Stored data:
>>>

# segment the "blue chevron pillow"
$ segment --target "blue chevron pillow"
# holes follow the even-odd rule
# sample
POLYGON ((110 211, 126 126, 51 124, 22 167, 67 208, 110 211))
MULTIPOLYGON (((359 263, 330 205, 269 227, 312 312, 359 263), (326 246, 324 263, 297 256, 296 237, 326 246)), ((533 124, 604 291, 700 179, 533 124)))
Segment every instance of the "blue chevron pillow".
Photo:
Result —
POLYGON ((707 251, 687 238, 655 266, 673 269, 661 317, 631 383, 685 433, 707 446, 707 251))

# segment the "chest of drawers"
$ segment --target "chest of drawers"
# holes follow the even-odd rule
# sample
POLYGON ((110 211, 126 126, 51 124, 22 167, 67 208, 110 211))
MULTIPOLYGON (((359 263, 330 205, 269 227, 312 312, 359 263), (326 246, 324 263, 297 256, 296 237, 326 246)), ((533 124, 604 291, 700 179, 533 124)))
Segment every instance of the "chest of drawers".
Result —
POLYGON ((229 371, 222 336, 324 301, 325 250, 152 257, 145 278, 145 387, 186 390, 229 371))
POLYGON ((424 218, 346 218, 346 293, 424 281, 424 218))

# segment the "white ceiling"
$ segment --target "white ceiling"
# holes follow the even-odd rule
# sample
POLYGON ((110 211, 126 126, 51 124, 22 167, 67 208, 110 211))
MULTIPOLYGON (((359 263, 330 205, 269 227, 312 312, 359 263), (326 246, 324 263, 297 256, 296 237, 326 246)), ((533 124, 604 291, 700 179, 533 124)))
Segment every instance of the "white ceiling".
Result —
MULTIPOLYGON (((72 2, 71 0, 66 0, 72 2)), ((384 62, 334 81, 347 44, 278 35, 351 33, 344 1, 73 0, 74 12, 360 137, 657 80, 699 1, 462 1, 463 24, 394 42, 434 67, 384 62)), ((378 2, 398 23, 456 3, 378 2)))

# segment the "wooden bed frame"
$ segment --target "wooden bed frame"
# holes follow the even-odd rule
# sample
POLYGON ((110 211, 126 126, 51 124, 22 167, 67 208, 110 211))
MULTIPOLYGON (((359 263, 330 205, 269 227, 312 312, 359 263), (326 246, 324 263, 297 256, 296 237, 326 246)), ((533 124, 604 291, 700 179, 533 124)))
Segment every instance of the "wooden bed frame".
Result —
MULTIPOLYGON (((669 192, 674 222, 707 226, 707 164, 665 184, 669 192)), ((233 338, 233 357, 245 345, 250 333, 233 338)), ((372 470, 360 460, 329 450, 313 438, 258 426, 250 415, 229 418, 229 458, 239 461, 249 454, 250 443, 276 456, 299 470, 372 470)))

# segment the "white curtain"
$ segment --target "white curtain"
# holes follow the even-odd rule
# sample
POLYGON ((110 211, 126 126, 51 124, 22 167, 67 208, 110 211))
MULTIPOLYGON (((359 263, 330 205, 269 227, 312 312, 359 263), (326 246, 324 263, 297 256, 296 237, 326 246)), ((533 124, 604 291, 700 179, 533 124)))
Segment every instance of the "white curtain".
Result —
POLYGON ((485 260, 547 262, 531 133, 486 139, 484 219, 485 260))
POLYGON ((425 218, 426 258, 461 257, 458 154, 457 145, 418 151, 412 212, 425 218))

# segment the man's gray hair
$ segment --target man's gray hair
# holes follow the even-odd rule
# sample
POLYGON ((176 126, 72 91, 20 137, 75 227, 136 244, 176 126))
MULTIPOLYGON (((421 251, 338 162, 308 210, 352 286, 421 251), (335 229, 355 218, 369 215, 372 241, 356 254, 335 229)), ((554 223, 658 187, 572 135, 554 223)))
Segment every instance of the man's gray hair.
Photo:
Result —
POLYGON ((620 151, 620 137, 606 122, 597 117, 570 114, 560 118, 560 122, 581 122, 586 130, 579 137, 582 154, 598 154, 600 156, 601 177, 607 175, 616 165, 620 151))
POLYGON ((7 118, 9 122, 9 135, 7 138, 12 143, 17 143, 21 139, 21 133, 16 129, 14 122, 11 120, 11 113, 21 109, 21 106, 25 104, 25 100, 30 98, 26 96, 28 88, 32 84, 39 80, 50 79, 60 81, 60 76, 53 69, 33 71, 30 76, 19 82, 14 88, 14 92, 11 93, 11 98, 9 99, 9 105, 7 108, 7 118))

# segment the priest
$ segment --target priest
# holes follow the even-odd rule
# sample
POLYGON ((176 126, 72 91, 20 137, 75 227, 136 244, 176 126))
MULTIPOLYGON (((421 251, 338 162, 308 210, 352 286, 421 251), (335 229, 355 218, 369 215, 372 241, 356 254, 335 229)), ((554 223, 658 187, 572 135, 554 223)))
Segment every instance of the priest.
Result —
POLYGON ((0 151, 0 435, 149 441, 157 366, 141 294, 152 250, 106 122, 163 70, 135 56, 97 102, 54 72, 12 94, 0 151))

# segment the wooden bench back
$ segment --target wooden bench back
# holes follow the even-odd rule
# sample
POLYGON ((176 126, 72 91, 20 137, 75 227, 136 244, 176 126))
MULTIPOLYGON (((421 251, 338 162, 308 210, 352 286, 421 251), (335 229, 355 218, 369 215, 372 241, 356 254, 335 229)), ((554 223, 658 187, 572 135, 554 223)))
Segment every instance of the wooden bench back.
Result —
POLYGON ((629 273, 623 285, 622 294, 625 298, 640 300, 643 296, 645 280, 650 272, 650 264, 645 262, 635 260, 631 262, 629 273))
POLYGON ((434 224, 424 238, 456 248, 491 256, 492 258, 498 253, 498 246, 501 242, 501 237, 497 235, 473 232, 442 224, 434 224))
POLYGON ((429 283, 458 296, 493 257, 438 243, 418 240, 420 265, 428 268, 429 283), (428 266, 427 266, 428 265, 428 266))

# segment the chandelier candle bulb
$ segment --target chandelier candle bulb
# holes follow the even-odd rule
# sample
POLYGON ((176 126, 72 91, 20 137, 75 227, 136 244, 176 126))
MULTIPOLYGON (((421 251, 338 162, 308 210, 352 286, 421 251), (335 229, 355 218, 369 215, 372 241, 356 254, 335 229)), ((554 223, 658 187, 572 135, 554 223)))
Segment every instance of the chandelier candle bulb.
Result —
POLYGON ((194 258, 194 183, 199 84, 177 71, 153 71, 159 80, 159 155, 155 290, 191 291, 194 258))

<<<

▶ _Exercise requirements_: Copy exactly the lines from the one containing "# segment the chandelier candle bulb" through the last line of the records, both included, and nothing else.

▶ _Problem solution_:
# segment the chandelier candle bulb
$ segment --target chandelier candle bulb
# holes follow the even-odd rule
# sample
POLYGON ((176 126, 72 91, 20 137, 75 227, 136 244, 176 126))
MULTIPOLYGON (((421 251, 338 162, 308 210, 352 286, 421 251), (335 229, 355 218, 369 215, 372 241, 356 254, 335 229)), ((554 223, 658 187, 572 135, 554 223)))
Segment every instance of the chandelier candle bulb.
Result —
POLYGON ((194 258, 194 183, 199 84, 177 71, 153 71, 159 80, 159 155, 155 290, 191 291, 194 258))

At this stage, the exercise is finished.